Página:
Velocino Pacheco Filho
Desde a edição do Código Napoleônico, em 1804, que a aplicação do direito, seguindo o paradigma teórico das ciências em geral, tem sido entendida como um procedimento lógico-formal. Em face de um caso concreto, o aplicador do direito deve construir um silogismo em que a norma constitui a premissa maior, a descrição do fato concreto, a premissa menor e a decisão, a sua conclusão. Esse procedimento de aplicação mecânica do direito é conhecido como “subsunção” do fato à norma. O direito seria, portanto, construído a partir de normas vinculadas logicamente, de modo que haveria um encadeamento racional de normas, inferidas racionalmente desde a mais geral e abstrata até a mais individual e concreta que seria aplicada diretamente ao caso concreto.
Desse modo, o ordenamento jurídico é concebido como um sistema lógico que tem por finalidade disciplinar as condutas humanas, no sentido de buscar a convivência harmoniosa entre os seres humanos e o estabelecimento da paz social.
Presume-se ainda que o ordenamento jurídico atenda aos pressupostos de completude e consistência. Entende-se por completude a propriedade do ordenamento de solucionar qualquer questão apresentada perante os órgãos judicantes: “dá-me o fato e te darei o direito”. Por consistência, entende-se a propriedade do ordenamento de não conter contradições.
No entanto, Kurt Friedrich Gödel demonstra que é impossível definir um sistema de axiomas completo que seja simultaneamente consistente. Um sistema diz-se completo se dentro dele pudermos provar qualquer afirmação ou sua negação a partir de axiomas. Os axiomas são afirmações iniciais que se consideram evidentes e sem necessidade de provas. Ora, se o ordenamento jurídico é um sistema lógico, é de esperar que os teoremas de Gödel aplicam-se ao ordenamento jurídico.
Quando Gödel enunciou os teoremas da incompletude, provocou um impacto considerável sobre a logica e a ciência do seu tempo. Por exemplo, inviabilizou o programa proposto por David Hilbert de redução de toda matemática a um número limitado de axiomas consistentes, de modo que qualquer proposição pudesse ser demonstrada dentro desse sistema que seria, portanto, completo. Outra consequência, essa no campo da física teórica, foi a inviabilidade da formulação de uma Teoria de Tudo. Com efeito, os teoremas da incompletude de Gödel têm sido considerados como a maior realização do Século XX no campo da lógica.
Uma matemática é dita consistente quando não tem contradições, ou, em outros termos, quando está livre de paradoxos. Contudo, para encontrar um sistema lógico que seja livre de paradoxos, é preciso enfrentar uma afirmação que não possa ser provada dentro do sistema. Um exemplo é o paradoxo do cretense (ou do mentiroso): Todo cretense é mentiroso, diz o cretense. Se o cretense está dizendo a verdade, não é verdadeiro que todo cretense é mentiroso. Por outro lado, se estiver mentindo, então nem todo cretense é mentiroso etc. Estamos supondo que a prova – ou a resolução do paradoxo – deve ser obtida a partir do próprio sistema. Quer dizer, não utilizar provas obtidas de fora do sistema.

Itens extraídos:
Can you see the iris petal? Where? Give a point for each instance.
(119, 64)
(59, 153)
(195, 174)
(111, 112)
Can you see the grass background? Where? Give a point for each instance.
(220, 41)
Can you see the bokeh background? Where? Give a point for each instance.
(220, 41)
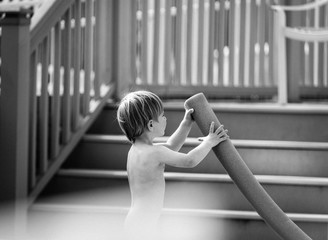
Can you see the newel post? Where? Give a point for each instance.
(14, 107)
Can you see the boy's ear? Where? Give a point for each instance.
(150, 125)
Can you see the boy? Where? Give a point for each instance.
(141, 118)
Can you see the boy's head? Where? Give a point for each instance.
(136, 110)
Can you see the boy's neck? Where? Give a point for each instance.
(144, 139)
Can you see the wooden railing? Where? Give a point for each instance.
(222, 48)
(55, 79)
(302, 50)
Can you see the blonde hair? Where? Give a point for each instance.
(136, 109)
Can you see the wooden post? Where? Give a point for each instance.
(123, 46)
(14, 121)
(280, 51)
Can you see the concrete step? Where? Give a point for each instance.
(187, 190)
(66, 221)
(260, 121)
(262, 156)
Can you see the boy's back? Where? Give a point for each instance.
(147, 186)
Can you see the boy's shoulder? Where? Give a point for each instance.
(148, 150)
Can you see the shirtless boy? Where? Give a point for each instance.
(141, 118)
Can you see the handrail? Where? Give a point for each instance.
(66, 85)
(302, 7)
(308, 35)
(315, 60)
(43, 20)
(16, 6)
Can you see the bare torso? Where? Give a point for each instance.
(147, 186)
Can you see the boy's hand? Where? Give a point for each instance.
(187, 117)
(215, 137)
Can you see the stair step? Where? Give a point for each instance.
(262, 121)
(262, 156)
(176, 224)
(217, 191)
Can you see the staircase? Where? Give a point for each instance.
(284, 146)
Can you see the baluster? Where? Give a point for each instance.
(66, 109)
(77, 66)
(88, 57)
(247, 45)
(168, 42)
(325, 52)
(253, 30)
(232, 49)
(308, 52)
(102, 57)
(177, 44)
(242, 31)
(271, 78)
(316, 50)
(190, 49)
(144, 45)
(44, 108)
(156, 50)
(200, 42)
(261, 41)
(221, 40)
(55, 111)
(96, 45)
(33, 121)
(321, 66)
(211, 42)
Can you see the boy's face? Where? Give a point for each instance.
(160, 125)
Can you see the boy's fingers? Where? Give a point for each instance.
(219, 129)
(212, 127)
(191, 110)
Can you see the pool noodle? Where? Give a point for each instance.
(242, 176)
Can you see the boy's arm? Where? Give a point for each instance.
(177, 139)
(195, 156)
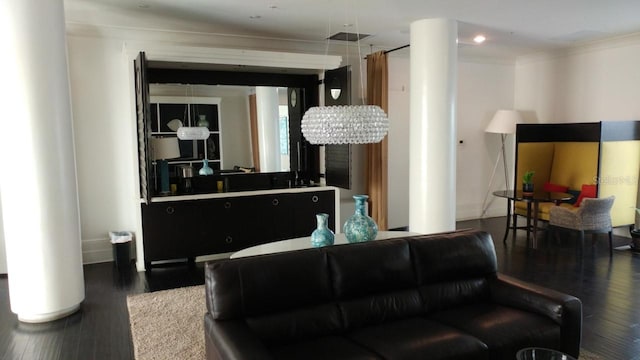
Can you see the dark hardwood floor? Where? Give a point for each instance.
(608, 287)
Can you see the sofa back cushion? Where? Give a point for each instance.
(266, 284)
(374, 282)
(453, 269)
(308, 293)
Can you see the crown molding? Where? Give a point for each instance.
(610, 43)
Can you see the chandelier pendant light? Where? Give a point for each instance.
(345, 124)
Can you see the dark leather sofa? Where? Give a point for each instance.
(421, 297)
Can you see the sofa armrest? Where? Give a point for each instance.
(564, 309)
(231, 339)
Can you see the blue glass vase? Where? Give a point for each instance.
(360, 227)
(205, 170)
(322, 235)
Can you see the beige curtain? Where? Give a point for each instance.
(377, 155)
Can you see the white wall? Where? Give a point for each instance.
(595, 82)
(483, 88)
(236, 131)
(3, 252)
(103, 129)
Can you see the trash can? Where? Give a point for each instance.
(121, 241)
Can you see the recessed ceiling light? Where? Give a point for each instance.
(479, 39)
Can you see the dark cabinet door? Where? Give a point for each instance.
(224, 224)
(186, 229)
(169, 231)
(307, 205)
--
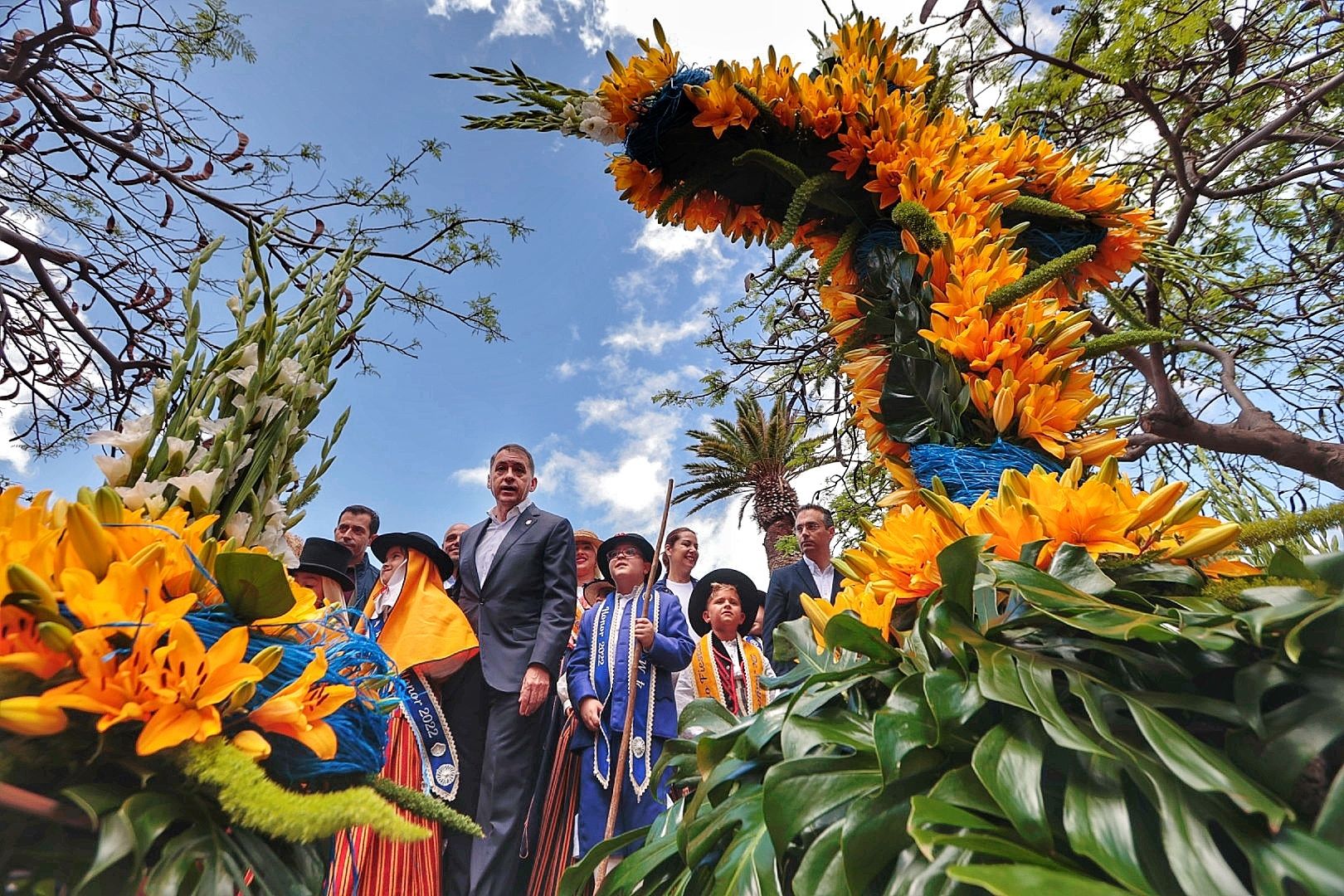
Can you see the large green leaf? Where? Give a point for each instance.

O que se pede:
Reproduza o trecho do texto sobre Gödel e o ordenamento jurídico começando em "Velocino Pacheco Filho" e seguindo até "ao caso concreto.", substituindo "silogismo" por "raciocínio". Os itens não têm qualquer relação com o que se pede aqui.

Resposta esperada:
Velocino Pacheco Filho
Desde a edição do Código Napoleônico, em 1804, que a aplicação do direito, seguindo o paradigma teórico das ciências em geral, tem sido entendida como um procedimento lógico-formal. Em face de um caso concreto, o aplicador do direito deve construir um raciocínio em que a norma constitui a premissa maior, a descrição do fato concreto, a premissa menor e a decisão, a sua conclusão. Esse procedimento de aplicação mecânica do direito é conhecido como “subsunção” do fato à norma. O direito seria, portanto, construído a partir de normas vinculadas logicamente, de modo que haveria um encadeamento racional de normas, inferidas racionalmente desde a mais geral e abstrata até a mais individual e concreta que seria aplicada diretamente ao caso concreto.